··· TRECHO DO DOCUMENTO ···

#45 a uma boa notícia de ser a pessoa mais feliz do mundo
Siddharta, ser a pessoa que fica e encontrar o centro em meio à cidade
Em um primeiro relance, pensava que todas as ruas de Lisboa caminhavam para um sim à vida. Depois, um olhar para si mesmo. Em cada esquina, uma afirmação. Era esse o convite escrito em todas as ruas e portas da cidade. Até que finalmente sanei a minha própria dúvida, e fui informada de que a sigla S.I. correspondia ao Sistema de Incêndio lusitano. Onde crepita o fogo, arde-se sempre o desejo de si.
Recentemente, venho tendo poucas certezas. Sobre o sim, ou sobre o si mesmo. Passados dois meses no meu refúgio em Lisboa, me encontro assim como a cidade, sem um centro. Frouxa em pensamentos. Explico. Tendo recém completado um mestrado que traduziu minha língua e meu corpo a uma estrutura francesa por dois anos, pensei que precisava me encontrar de novo na palavra. Logo, férias em Portugal.
A idéia era me candidatar para o máximo de vagas de emprego que eu podia, ler Saramago, Campilho e Mãe e desenhar cinco tonalidades diferentes do mar que encontrava a vila de Cascais. Não sabia o que vinha pela frente. Para todos os amigos que me perguntavam sobre futuro, eu respondia que as melhores decisões seriam tomadas quando eu me encontrasse melhor. Cenas dos próximos capítulos, e etc. Subterfúgios mil para acalentar uma fé que no fundo sabia que tudo que eu precisava me encontraria, do jeito que sempre me encontrou.

··· DADOS FORNECIDOS ···

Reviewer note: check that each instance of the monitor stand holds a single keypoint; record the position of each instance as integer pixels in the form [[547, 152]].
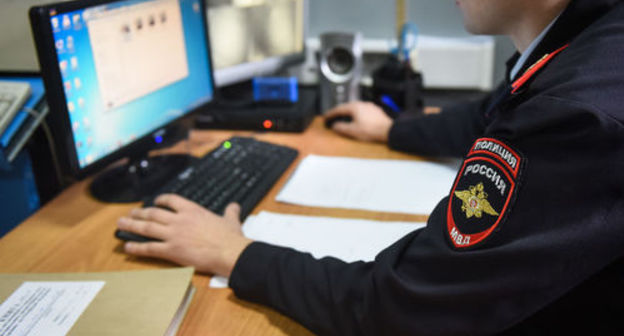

···

REQUISITOS:
Escreva a continuação do texto sobre a temporada em Lisboa, começando logo depois da última frase apresentada.

RESPOSTA:
Mas no meio da esperança, no meio da dança, também existia o medo. O medo de ter que voltar ao Brasil por definitivo e não me reconhecer mais. Pensava que ao pousar no Galeão, todos os portões estrangeiros se fechariam para mim automaticamente. Em um exílio verde e amarelo que eu mesma havia pintado em irracionalidade. A minha única esperança, portanto, era achar um emprego no outro lado do Atlântico. Prolongar minha estadia. Estava sempre a uma boa notícia de ser a pessoa mais feliz do mundo.
Até que, após uma planilha de tentativas frustadas no Excel pintada de amarelo, lilás e muito salmão, representando o vermelho em uma tonalidade menos ácida aos meus olhos, entendi que precisaria esperar mais. Recuperar o fôlego. Tomar distância. Do não momentâneo. Até encontrar o sim, que juntaria todas as partes do si mesmo. Que ligaria todos os meus pedaços espalhados em Lisboa, Paris, São Paulo e Rio de Janeiro. Era preciso voltar. Agrupar. Organizar. Limpar.
Tudo que tenho, até invariavelmente, eu mesma.
A boa notícia era que, pela primeira vez, ao invés de ser a pessoa que vai, queria ser a pessoa que fica. Justamente porque fui - e a vida fez questão de me ensinar muito entre todos os compassos e pêndulos. Não sei até quando se estabelecerá o meu ficar. Como nos relacionamentos amorosos tão brasileiros que antes de serem uma relação, experimentam o alojar-se na relação. Somos ficantes, longe de ser categoria exclusiva adolescente penso que tal status é de uma beleza eterna da nossa língua. Escolhemos ficar, por enquanto.
Sei que, no hoje, escolho ficar para celebrar casamento de amigos. Para ouvir a voz dos meus avós no sábado de manhã antes da feira, ver as minhas amigas se bronzeando na praia, e para passear com os meus cachorros. Escolho ficar para não ter medo. Para aprender a não fugir.
Depois de comprar a derradeira passagem de retorno, me lembrei das palavras de Siddharta, o livro que mais me comoveu nos últimos tempos:
"Siddharta abriu os olhos e olhou em redor, um sorriso iluminou o seu rosto e um profundo sentimento de despertar de um longo sonho percorreu todo o seu corpo. E recomeçou imediatamente a andar, e andar com ligeireza, como um homem que sabe o que tem que fazer.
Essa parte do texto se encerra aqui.